- [Exercise directions]:
Show every line in the entries below where the word "vegetable" appears.

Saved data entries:
──────
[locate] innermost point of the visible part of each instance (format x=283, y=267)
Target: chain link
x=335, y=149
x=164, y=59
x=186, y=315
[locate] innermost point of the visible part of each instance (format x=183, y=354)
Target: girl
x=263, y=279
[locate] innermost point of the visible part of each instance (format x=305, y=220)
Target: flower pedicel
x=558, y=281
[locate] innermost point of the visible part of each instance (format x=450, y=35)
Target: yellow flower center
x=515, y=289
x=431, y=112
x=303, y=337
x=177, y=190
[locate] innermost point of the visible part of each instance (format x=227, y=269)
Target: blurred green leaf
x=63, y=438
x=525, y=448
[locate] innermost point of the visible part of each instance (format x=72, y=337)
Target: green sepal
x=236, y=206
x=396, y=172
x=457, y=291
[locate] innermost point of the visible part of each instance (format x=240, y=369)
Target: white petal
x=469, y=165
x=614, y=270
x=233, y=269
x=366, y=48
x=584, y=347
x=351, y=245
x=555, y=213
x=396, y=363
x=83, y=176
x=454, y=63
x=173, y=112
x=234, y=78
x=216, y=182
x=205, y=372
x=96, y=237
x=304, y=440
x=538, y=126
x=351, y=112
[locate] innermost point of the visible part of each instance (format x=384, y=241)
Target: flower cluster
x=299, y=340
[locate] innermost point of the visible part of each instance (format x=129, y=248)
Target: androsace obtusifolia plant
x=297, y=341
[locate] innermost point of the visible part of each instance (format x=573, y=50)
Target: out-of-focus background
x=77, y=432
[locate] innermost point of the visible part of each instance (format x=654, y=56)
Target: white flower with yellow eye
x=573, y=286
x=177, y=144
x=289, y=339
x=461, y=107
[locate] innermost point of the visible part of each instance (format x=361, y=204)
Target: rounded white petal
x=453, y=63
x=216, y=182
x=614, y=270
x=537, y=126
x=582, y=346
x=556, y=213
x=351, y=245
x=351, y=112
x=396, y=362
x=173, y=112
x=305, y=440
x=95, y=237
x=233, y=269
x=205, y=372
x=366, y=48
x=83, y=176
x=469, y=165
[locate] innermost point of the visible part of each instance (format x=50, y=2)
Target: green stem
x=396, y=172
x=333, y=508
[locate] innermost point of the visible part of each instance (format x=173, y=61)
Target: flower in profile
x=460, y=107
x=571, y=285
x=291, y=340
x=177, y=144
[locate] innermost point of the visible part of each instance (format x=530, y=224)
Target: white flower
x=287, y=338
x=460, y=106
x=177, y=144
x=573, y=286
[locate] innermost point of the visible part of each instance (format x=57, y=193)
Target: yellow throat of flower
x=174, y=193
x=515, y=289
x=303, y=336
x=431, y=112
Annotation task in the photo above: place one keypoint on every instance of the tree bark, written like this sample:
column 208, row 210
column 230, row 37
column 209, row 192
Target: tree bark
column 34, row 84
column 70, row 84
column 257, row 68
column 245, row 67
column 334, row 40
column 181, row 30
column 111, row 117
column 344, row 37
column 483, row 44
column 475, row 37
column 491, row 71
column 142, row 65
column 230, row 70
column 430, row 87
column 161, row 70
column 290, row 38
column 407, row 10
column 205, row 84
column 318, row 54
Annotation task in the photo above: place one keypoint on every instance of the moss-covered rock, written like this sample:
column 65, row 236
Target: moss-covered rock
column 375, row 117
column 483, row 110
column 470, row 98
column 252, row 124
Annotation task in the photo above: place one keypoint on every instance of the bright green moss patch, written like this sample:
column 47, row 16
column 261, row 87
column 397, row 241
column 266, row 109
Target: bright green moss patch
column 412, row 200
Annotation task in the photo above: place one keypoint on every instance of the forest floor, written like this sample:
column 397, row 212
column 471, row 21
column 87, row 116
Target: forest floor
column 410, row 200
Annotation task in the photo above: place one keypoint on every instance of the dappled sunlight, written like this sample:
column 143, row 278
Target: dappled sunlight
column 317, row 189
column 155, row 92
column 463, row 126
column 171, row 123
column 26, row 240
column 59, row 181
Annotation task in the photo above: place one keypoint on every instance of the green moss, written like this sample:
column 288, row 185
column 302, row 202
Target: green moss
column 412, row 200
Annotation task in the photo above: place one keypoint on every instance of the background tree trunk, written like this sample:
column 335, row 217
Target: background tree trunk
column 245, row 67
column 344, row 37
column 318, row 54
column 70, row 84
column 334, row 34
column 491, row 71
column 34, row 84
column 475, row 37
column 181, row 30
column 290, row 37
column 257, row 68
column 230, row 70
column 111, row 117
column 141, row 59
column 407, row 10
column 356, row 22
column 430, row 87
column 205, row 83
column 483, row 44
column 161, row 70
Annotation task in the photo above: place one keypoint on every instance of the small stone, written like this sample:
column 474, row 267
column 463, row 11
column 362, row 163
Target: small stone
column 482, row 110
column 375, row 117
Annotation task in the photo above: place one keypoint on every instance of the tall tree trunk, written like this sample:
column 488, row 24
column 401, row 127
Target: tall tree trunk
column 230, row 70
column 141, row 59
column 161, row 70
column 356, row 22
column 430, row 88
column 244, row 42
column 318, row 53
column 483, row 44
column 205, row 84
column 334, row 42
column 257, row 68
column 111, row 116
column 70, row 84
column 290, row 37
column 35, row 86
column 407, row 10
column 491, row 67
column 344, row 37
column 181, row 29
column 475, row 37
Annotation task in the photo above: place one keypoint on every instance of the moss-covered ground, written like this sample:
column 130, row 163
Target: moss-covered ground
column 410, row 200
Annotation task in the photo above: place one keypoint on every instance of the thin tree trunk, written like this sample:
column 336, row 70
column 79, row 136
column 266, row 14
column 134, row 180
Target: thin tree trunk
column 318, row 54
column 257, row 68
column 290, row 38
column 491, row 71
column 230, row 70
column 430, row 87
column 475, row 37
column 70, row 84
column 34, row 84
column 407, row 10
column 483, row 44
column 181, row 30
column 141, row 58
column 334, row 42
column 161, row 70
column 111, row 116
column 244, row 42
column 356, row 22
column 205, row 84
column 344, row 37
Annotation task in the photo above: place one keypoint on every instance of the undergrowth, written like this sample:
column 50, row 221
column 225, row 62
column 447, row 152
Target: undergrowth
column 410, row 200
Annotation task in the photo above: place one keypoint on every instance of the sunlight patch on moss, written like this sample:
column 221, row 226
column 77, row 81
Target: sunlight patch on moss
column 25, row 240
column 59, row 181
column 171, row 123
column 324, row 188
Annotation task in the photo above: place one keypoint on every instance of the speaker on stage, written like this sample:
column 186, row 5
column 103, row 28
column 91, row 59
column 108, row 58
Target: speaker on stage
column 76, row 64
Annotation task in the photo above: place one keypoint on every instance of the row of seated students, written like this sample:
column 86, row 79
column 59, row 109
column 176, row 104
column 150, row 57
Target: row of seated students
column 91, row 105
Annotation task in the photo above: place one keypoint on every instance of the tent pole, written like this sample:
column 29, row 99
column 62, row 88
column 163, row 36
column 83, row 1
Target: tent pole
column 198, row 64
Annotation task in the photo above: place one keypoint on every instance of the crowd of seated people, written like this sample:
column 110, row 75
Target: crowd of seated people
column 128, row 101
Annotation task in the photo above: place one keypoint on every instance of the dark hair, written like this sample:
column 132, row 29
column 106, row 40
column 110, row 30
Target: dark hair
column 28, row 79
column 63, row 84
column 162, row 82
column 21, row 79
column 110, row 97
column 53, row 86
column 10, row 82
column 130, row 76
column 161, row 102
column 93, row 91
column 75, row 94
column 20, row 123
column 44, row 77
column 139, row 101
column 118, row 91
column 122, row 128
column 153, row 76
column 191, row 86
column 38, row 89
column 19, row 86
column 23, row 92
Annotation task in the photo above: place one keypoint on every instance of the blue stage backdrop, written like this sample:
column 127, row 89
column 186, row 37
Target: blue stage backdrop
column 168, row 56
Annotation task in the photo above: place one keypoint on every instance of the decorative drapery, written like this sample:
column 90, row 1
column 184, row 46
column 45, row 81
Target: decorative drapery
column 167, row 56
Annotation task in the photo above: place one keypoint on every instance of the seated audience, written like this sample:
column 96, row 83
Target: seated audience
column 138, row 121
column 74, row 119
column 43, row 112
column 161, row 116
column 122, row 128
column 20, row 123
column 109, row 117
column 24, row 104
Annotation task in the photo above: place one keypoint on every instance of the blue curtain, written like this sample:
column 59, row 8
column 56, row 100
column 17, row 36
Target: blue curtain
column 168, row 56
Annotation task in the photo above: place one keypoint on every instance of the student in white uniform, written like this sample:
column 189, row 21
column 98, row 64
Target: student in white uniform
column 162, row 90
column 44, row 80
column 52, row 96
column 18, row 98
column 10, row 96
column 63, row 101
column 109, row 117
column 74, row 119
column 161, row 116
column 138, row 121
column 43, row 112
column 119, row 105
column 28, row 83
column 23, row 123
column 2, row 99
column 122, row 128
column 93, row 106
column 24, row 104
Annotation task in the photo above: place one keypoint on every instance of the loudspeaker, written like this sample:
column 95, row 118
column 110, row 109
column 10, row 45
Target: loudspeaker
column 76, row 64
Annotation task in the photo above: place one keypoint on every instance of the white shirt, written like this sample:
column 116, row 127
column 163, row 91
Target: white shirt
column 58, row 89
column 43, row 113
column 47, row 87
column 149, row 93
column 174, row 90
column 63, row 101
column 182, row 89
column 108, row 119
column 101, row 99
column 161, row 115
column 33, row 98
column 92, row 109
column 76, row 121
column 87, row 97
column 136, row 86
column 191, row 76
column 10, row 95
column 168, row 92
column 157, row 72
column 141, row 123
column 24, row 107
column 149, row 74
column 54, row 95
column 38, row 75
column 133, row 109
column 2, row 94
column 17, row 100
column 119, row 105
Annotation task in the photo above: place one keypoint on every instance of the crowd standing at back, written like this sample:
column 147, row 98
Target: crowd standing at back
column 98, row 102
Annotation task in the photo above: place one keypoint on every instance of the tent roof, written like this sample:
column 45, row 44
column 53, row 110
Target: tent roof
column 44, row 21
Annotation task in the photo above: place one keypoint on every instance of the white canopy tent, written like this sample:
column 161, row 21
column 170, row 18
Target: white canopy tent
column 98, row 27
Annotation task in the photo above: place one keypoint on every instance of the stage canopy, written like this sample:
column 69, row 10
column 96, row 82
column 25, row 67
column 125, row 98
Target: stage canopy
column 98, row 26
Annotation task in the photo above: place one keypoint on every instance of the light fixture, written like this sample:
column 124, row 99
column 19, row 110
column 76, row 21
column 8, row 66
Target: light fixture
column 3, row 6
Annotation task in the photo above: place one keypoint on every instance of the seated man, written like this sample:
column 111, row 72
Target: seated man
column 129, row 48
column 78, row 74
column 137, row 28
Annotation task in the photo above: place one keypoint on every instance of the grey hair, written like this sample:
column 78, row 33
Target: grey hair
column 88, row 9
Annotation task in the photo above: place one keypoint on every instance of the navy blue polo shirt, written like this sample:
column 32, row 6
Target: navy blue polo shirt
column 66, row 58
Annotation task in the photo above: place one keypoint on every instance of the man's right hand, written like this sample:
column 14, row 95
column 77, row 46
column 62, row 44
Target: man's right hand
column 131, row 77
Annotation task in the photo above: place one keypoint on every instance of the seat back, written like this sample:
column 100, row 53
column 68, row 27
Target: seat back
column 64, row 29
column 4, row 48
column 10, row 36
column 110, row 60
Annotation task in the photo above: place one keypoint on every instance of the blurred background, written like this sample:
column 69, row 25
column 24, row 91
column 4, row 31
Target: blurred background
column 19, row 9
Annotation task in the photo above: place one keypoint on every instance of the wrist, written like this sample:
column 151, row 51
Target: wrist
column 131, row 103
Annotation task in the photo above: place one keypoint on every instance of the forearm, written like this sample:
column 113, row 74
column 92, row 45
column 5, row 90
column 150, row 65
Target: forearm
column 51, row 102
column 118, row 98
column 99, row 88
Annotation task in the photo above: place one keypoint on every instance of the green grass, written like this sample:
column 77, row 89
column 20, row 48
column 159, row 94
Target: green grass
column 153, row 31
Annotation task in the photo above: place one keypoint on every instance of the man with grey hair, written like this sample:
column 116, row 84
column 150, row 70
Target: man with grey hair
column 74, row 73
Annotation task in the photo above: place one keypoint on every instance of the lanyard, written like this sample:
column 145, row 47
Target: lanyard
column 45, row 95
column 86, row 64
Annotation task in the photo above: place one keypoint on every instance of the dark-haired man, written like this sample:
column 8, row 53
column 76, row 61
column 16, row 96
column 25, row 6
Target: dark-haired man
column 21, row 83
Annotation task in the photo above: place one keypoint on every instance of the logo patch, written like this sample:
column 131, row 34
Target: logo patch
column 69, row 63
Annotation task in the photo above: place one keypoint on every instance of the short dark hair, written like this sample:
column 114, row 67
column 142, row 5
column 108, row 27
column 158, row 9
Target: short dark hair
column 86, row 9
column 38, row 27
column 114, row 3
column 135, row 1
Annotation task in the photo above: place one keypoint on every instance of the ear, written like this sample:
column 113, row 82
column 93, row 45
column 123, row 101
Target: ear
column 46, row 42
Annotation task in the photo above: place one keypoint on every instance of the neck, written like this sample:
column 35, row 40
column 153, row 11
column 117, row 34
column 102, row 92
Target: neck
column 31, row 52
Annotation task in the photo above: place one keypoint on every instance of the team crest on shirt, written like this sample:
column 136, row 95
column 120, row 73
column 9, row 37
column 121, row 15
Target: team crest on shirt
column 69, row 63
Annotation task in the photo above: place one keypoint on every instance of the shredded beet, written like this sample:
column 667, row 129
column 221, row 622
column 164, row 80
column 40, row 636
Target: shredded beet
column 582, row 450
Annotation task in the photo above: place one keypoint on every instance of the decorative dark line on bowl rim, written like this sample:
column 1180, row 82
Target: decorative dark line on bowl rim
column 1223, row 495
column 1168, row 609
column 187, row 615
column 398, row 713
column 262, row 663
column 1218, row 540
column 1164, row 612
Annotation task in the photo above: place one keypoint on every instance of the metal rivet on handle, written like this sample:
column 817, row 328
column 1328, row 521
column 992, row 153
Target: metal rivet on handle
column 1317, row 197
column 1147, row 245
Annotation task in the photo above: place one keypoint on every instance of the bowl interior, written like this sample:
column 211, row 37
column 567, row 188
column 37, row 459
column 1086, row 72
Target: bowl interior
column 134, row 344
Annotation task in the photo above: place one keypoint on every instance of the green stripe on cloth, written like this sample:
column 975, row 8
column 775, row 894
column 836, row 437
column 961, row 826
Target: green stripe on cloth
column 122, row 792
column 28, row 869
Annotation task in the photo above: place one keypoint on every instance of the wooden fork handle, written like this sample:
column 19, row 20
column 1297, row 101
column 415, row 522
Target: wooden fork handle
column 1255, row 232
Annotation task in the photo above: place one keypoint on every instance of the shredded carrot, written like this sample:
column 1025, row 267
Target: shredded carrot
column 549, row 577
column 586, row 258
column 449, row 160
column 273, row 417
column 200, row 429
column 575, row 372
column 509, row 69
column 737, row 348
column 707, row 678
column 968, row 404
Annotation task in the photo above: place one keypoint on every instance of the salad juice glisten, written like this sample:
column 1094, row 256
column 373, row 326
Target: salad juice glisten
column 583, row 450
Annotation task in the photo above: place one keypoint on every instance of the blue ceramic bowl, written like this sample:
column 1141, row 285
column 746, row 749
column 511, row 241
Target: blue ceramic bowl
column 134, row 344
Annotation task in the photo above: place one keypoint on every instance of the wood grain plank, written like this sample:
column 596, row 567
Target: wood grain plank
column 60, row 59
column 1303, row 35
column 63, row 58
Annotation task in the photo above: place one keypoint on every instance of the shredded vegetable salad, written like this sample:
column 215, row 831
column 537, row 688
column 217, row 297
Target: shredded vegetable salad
──────
- [Solution for this task]:
Annotation task in the photo above: place one keypoint on every instance of the shredded vegetable salad, written like this sample:
Target: shredded vegetable salad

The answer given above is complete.